## Stated exercise A
Locate and copy each line in the records that contains the string "shaker". Case counts.

--- begin Text provided ---

- Nickname: World Judiciary Summit
- Status: active
- Genre: conference
- Frequency: Annually
- Venue: World Unity Convention Center (WUCC), City Montessori School (CMS)
- Locations: Lucknow, Uttar Pradesh
- Country: India
- Years active: 24
- Inaugurated: May 6, 2001; 24 years ago
- Founder: Jagdish Gandhi
- Most recent: 21 November 2025; 2 months ago
- Next event: November 21, 2026; 9 months' time
- Area: World Law, World Judiciary, world government
- Organised by: Jagdish Gandhi (2001–2003) Geeta Gandhi Kingdon (2024–present)
- Sponsor: City Montessori School (CMS)

--- end Text provided ---
--- begin Records supplied ---

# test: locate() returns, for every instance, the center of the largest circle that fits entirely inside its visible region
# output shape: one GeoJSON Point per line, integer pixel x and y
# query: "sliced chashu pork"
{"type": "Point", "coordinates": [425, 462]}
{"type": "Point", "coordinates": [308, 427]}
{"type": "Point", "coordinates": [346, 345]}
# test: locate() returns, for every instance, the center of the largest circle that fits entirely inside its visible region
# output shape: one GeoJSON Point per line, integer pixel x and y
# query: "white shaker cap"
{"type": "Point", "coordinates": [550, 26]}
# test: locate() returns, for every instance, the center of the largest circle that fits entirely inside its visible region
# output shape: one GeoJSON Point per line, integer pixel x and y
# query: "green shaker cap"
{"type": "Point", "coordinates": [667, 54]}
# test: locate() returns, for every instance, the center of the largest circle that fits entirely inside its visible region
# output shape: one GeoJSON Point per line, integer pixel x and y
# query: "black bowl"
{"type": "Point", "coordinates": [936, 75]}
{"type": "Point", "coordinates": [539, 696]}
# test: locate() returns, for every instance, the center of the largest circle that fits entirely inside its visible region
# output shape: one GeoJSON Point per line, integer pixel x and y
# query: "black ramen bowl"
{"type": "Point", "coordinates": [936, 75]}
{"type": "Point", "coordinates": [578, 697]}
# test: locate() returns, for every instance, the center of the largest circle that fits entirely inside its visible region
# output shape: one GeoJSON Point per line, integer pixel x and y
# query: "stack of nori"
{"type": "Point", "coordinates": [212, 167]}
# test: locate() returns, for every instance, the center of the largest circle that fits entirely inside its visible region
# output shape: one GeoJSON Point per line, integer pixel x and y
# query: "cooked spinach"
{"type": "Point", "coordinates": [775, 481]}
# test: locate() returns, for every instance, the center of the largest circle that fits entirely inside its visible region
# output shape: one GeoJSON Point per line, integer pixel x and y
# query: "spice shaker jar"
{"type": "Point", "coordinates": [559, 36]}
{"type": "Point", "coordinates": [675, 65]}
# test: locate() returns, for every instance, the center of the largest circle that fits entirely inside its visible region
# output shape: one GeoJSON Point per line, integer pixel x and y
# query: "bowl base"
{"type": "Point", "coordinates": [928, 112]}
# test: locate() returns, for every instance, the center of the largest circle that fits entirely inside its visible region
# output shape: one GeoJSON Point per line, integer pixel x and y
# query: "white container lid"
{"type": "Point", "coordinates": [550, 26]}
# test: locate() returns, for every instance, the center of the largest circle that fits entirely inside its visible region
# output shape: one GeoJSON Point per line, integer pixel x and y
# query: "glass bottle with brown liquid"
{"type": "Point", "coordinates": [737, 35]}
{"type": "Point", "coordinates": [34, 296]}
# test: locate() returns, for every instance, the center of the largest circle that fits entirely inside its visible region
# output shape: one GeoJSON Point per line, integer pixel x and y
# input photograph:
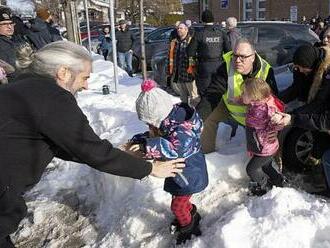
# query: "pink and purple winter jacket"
{"type": "Point", "coordinates": [258, 126]}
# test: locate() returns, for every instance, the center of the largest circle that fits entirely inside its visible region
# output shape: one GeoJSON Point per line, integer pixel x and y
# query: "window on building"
{"type": "Point", "coordinates": [262, 4]}
{"type": "Point", "coordinates": [205, 4]}
{"type": "Point", "coordinates": [224, 4]}
{"type": "Point", "coordinates": [261, 10]}
{"type": "Point", "coordinates": [248, 4]}
{"type": "Point", "coordinates": [262, 15]}
{"type": "Point", "coordinates": [247, 10]}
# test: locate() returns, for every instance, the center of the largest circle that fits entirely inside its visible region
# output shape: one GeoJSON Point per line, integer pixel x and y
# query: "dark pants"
{"type": "Point", "coordinates": [12, 210]}
{"type": "Point", "coordinates": [261, 170]}
{"type": "Point", "coordinates": [105, 53]}
{"type": "Point", "coordinates": [207, 105]}
{"type": "Point", "coordinates": [205, 70]}
{"type": "Point", "coordinates": [6, 243]}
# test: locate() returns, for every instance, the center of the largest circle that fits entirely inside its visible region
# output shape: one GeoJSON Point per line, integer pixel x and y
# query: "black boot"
{"type": "Point", "coordinates": [6, 243]}
{"type": "Point", "coordinates": [256, 189]}
{"type": "Point", "coordinates": [174, 227]}
{"type": "Point", "coordinates": [185, 232]}
{"type": "Point", "coordinates": [324, 193]}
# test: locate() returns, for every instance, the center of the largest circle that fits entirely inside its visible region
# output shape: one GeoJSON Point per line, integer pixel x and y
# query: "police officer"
{"type": "Point", "coordinates": [225, 88]}
{"type": "Point", "coordinates": [207, 46]}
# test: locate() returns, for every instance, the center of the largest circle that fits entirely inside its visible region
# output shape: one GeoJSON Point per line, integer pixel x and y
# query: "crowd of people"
{"type": "Point", "coordinates": [223, 77]}
{"type": "Point", "coordinates": [220, 77]}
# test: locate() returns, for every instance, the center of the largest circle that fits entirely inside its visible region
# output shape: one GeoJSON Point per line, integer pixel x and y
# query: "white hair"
{"type": "Point", "coordinates": [47, 60]}
{"type": "Point", "coordinates": [231, 22]}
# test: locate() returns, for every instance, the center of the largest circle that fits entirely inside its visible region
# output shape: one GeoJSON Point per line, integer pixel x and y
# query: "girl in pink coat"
{"type": "Point", "coordinates": [261, 106]}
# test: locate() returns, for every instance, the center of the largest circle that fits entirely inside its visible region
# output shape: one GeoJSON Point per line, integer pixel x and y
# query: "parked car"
{"type": "Point", "coordinates": [155, 42]}
{"type": "Point", "coordinates": [276, 42]}
{"type": "Point", "coordinates": [94, 30]}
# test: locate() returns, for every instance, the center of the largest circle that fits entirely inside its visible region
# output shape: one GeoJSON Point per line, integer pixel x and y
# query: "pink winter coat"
{"type": "Point", "coordinates": [258, 126]}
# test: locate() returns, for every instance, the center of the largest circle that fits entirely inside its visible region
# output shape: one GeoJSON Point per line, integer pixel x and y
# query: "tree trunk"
{"type": "Point", "coordinates": [71, 21]}
{"type": "Point", "coordinates": [143, 51]}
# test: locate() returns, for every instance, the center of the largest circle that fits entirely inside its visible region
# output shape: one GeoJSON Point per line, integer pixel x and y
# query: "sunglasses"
{"type": "Point", "coordinates": [242, 57]}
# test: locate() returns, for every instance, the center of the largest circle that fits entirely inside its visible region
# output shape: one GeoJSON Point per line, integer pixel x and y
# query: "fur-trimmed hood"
{"type": "Point", "coordinates": [323, 68]}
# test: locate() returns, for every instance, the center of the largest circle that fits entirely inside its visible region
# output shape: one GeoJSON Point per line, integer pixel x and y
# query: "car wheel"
{"type": "Point", "coordinates": [135, 64]}
{"type": "Point", "coordinates": [298, 146]}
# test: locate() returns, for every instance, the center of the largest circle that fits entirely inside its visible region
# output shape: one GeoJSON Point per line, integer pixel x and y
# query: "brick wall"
{"type": "Point", "coordinates": [191, 11]}
{"type": "Point", "coordinates": [275, 9]}
{"type": "Point", "coordinates": [281, 8]}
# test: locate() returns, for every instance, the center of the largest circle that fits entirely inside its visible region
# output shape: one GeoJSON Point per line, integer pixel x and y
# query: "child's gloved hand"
{"type": "Point", "coordinates": [133, 149]}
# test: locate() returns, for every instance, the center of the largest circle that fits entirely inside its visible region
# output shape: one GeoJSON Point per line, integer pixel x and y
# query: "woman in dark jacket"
{"type": "Point", "coordinates": [105, 45]}
{"type": "Point", "coordinates": [315, 115]}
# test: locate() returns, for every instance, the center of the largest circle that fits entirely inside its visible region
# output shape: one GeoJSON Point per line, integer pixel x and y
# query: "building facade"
{"type": "Point", "coordinates": [244, 10]}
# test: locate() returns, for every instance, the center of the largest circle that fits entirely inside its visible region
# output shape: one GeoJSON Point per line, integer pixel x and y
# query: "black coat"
{"type": "Point", "coordinates": [40, 121]}
{"type": "Point", "coordinates": [7, 50]}
{"type": "Point", "coordinates": [125, 40]}
{"type": "Point", "coordinates": [209, 44]}
{"type": "Point", "coordinates": [315, 115]}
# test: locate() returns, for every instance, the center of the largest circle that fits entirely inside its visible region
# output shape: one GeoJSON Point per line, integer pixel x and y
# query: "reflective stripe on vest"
{"type": "Point", "coordinates": [235, 81]}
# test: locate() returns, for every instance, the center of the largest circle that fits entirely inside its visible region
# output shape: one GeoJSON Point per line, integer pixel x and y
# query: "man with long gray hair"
{"type": "Point", "coordinates": [40, 120]}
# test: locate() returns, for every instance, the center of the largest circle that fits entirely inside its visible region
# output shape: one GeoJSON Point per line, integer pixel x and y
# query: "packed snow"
{"type": "Point", "coordinates": [77, 206]}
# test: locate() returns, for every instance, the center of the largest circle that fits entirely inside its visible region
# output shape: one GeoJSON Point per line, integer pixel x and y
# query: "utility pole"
{"type": "Point", "coordinates": [143, 51]}
{"type": "Point", "coordinates": [71, 20]}
{"type": "Point", "coordinates": [114, 44]}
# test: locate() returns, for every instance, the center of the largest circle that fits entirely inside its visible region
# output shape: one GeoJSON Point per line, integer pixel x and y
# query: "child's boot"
{"type": "Point", "coordinates": [257, 190]}
{"type": "Point", "coordinates": [185, 232]}
{"type": "Point", "coordinates": [175, 224]}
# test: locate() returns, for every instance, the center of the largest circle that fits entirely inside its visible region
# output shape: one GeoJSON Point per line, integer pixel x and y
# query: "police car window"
{"type": "Point", "coordinates": [268, 34]}
{"type": "Point", "coordinates": [248, 32]}
{"type": "Point", "coordinates": [159, 34]}
{"type": "Point", "coordinates": [165, 35]}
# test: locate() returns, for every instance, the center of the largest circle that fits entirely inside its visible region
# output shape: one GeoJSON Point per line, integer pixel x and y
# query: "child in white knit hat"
{"type": "Point", "coordinates": [174, 132]}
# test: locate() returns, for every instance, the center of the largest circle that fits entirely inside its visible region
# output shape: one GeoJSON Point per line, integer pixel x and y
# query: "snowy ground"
{"type": "Point", "coordinates": [76, 206]}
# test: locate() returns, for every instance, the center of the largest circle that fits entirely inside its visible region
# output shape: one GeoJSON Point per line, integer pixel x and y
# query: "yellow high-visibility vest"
{"type": "Point", "coordinates": [235, 80]}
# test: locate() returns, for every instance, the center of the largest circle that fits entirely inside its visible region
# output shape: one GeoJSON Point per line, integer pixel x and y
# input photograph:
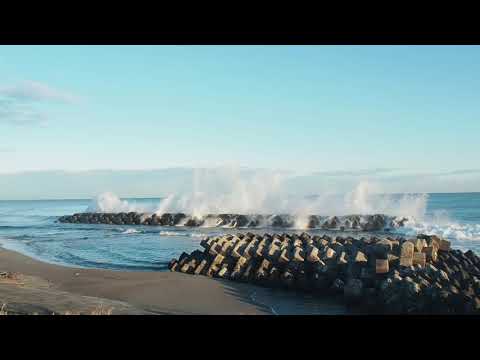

--- end Records supplied ---

## Stated exercise B
Decide whether each statement agrees with the summit listing. Answer yes or no and quote the deciding words: (i) the summit is held every year; (ii) Jagdish Gandhi organized it from 2001 to 2003; (iii) the summit takes place in New Delhi.

## Written solution A
# query: "white shaker cap"
# query: "green shaker cap"
# query: "spice shaker jar"

## Written solution B
(i) Yes: "Frequency: Annually"
(ii) Yes: "Organised by: Jagdish Gandhi (2001–2003)"
(iii) No: "Locations: Lucknow, Uttar Pradesh"